**Request**
Could you write out the lines below, unchanged, from the line containing "Could you please identify the clods" through the last line?

[Data entries]
<<<<

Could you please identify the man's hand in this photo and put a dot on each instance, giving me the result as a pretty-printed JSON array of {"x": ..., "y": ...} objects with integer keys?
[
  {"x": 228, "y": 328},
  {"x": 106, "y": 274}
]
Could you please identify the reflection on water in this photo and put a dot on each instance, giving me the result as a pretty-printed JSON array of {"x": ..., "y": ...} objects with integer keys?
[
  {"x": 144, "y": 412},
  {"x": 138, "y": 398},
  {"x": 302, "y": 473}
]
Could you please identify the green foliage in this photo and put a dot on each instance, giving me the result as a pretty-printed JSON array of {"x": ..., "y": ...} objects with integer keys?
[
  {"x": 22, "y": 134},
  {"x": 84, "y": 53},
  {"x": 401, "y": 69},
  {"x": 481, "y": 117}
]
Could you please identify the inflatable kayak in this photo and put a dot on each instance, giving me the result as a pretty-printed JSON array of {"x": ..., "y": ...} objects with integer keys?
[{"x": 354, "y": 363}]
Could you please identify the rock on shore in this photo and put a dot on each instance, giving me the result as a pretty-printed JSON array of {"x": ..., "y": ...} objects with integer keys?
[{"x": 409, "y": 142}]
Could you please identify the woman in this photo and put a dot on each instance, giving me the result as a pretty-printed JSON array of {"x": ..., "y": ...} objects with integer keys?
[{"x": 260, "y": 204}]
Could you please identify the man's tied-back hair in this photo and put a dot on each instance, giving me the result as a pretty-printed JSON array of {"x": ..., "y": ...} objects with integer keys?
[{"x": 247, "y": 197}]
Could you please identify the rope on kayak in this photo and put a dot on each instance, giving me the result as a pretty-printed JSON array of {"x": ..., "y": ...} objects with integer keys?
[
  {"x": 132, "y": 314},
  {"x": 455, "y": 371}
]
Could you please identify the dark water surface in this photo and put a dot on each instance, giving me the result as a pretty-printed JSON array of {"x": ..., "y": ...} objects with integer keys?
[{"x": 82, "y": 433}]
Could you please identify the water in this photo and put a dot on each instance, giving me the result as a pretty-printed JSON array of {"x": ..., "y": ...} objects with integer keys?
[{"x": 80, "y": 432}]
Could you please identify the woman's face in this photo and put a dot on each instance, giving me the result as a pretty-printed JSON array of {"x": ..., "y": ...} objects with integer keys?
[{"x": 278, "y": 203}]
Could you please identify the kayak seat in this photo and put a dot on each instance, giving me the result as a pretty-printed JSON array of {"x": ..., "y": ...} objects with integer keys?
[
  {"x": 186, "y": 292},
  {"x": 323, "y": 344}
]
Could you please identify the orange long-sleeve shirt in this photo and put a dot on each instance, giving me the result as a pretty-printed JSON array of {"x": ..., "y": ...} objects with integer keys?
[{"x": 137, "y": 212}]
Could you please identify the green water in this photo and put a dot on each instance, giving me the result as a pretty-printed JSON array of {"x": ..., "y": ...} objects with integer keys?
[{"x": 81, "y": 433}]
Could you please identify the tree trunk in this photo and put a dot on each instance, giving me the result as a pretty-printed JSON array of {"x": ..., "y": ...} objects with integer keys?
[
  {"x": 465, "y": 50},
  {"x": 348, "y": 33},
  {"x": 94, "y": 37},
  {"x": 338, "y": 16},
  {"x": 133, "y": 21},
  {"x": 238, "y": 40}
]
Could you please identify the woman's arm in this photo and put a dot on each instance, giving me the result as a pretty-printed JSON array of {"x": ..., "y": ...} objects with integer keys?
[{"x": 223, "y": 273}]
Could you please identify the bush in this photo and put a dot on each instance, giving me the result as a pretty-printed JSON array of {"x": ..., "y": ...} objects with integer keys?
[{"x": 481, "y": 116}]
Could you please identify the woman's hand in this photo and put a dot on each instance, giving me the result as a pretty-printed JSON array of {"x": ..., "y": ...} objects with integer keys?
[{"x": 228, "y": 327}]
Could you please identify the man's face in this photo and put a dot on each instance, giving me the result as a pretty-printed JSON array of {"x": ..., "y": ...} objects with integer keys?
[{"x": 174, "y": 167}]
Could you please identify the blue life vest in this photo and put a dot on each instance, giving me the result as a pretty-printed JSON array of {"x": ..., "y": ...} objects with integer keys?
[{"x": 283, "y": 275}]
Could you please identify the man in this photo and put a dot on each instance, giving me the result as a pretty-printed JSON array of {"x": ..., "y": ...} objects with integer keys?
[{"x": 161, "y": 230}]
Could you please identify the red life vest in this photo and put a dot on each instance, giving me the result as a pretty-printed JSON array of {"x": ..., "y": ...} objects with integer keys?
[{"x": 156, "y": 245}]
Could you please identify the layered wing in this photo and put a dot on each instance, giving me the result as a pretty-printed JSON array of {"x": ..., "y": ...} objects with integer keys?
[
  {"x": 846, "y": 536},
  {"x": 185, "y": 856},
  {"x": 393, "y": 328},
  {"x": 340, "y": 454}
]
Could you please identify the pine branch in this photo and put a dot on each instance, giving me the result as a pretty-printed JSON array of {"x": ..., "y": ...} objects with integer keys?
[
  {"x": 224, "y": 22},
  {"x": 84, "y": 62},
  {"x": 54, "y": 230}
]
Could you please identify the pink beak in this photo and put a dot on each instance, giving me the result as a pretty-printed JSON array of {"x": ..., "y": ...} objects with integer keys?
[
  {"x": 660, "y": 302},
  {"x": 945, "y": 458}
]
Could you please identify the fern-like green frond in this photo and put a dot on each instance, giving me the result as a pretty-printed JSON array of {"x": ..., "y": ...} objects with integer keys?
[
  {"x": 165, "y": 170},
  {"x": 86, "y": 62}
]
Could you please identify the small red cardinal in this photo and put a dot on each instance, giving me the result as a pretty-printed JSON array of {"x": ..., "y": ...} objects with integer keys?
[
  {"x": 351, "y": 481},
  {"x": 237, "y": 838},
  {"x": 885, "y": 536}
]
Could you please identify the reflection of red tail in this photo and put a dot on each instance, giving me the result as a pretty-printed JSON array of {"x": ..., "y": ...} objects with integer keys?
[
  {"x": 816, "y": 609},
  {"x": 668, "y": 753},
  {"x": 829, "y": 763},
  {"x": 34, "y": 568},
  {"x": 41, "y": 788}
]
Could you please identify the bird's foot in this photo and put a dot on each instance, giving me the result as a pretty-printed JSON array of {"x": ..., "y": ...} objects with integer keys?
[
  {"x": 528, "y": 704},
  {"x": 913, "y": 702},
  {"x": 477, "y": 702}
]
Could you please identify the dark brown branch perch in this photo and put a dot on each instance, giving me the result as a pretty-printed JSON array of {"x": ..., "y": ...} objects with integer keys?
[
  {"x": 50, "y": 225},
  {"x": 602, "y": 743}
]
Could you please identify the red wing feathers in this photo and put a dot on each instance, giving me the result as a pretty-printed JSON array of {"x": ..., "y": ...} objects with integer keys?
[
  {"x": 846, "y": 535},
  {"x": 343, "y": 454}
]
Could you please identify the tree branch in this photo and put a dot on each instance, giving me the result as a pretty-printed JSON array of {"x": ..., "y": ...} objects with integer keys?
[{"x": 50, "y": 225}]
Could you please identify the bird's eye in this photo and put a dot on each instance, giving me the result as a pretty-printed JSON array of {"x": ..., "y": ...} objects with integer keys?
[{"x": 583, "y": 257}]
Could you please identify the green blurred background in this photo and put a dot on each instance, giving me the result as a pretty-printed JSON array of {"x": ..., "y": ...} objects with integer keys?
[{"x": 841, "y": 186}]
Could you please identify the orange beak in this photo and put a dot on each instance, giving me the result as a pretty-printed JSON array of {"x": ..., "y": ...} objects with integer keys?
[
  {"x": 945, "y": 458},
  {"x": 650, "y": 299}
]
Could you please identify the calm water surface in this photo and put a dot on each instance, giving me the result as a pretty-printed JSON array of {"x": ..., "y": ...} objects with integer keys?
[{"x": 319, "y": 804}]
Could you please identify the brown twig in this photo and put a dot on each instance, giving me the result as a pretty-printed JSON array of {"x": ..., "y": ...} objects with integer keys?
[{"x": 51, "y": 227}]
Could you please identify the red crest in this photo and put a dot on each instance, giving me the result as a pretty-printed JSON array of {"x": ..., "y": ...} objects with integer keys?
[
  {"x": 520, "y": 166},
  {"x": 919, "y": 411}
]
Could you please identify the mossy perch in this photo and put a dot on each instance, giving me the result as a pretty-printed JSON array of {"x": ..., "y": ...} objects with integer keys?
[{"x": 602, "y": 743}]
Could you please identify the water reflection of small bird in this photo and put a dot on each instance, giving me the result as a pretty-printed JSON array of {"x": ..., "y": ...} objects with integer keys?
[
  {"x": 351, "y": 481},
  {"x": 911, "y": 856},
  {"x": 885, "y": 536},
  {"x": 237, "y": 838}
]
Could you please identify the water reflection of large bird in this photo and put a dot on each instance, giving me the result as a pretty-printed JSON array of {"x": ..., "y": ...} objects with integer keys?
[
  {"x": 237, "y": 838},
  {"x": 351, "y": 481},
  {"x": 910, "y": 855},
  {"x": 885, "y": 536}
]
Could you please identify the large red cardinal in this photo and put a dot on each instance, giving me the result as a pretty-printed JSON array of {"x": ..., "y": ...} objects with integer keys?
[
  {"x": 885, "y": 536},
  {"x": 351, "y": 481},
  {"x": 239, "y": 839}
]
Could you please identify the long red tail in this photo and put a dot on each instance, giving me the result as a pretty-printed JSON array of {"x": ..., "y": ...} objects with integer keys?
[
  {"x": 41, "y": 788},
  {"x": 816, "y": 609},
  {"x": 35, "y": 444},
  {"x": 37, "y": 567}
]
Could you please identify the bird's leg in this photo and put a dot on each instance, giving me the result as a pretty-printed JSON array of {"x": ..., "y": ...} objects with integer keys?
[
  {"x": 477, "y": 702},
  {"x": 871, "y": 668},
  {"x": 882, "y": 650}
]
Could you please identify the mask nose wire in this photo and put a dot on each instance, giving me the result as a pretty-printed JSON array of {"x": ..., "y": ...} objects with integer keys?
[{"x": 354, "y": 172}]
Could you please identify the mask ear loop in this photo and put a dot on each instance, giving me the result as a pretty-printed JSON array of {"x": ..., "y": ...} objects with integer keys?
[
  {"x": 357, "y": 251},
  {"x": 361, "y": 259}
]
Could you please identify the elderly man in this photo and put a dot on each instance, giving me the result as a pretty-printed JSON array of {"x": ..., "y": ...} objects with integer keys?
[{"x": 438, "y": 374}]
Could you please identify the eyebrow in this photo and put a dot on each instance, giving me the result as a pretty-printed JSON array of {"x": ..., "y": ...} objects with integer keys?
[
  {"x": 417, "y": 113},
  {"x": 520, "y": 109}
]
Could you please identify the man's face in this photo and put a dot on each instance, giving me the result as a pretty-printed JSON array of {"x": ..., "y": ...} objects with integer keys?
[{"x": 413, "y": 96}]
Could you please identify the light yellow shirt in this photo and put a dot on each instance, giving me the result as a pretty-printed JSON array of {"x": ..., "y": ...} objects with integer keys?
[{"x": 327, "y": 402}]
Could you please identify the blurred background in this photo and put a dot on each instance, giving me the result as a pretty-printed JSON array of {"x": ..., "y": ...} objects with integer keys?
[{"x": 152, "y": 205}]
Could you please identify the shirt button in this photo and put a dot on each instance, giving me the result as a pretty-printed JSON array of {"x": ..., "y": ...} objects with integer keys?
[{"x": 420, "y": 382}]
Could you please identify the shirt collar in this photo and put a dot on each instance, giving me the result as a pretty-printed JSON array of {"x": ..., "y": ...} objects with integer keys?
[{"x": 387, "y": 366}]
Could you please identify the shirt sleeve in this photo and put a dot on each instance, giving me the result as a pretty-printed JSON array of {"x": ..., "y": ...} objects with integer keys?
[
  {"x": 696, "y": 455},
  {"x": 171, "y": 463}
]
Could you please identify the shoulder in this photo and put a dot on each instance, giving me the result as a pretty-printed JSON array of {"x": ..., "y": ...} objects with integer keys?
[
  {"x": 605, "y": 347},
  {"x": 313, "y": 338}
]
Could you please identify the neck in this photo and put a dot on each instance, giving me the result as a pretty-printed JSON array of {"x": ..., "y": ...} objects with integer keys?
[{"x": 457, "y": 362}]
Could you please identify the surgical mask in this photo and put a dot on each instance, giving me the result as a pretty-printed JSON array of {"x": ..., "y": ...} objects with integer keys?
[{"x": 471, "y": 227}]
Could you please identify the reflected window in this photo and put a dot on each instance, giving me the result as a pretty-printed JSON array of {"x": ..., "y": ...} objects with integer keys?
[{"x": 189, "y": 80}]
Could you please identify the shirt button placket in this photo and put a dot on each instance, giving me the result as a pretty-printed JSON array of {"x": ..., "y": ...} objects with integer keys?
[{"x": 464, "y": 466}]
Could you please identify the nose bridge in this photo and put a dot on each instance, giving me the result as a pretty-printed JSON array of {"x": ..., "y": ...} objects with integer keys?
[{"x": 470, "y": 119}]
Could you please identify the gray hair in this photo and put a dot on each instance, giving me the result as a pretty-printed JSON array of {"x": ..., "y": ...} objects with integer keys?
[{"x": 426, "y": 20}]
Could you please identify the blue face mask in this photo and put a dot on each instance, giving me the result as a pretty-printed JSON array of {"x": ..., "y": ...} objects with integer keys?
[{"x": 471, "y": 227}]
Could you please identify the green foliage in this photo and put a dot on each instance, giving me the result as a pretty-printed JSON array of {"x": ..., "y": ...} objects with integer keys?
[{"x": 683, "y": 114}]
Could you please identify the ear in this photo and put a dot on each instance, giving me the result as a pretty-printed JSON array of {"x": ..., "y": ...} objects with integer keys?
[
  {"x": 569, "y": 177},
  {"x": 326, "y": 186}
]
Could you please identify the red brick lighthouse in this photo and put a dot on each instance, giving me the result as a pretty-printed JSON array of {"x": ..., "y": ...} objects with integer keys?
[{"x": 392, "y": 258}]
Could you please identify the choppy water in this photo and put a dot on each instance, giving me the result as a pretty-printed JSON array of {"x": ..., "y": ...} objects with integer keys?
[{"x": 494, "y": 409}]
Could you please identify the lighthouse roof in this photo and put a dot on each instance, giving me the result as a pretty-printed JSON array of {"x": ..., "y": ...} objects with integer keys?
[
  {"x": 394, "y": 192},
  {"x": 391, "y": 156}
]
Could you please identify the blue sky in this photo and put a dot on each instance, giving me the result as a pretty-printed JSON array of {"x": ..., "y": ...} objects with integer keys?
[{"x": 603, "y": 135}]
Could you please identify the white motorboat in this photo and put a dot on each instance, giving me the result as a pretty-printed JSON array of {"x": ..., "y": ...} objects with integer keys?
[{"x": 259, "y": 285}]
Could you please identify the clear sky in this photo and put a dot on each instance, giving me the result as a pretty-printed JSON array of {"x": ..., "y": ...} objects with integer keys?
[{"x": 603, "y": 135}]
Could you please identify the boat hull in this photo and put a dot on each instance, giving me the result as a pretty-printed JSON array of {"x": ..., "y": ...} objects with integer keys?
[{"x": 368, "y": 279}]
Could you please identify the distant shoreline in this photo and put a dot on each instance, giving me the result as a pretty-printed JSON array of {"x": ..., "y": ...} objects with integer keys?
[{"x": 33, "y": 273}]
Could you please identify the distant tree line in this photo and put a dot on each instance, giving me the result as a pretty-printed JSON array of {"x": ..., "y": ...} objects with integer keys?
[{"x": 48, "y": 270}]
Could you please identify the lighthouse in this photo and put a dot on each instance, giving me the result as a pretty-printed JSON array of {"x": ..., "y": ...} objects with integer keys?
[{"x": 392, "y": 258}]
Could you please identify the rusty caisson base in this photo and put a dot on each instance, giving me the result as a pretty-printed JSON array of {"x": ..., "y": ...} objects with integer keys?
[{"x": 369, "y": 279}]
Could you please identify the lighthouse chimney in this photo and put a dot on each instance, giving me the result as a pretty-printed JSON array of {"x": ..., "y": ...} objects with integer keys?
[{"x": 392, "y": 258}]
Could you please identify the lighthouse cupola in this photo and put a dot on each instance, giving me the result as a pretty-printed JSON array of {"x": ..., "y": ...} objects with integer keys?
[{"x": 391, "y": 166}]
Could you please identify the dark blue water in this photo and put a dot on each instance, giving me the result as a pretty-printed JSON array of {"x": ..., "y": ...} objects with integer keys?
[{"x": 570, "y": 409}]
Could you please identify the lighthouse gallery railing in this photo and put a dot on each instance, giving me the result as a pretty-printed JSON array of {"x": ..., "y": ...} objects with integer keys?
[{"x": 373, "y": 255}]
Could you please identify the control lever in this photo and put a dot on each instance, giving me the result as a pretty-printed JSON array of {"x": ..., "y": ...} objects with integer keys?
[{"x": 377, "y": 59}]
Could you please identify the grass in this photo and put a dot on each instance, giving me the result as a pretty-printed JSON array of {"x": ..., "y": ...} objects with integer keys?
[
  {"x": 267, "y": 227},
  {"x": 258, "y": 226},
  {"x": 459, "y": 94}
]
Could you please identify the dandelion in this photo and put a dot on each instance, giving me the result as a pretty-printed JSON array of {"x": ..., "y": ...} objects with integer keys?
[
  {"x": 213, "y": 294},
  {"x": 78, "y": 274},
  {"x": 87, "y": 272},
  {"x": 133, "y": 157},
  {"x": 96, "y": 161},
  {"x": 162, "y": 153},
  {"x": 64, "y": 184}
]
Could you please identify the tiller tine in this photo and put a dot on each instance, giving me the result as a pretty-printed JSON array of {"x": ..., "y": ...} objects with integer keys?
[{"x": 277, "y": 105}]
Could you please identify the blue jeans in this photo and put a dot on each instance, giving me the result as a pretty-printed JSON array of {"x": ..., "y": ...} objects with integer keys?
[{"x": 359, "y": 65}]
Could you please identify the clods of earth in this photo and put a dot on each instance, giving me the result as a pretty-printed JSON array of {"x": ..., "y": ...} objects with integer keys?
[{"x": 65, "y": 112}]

>>>>

**Solution to the exercise**
Could you please identify the clods of earth in this photo and put a dot on each instance, giving me the result as a pretty-printed JSON array of {"x": ..., "y": ...} objects with integer keys?
[{"x": 65, "y": 112}]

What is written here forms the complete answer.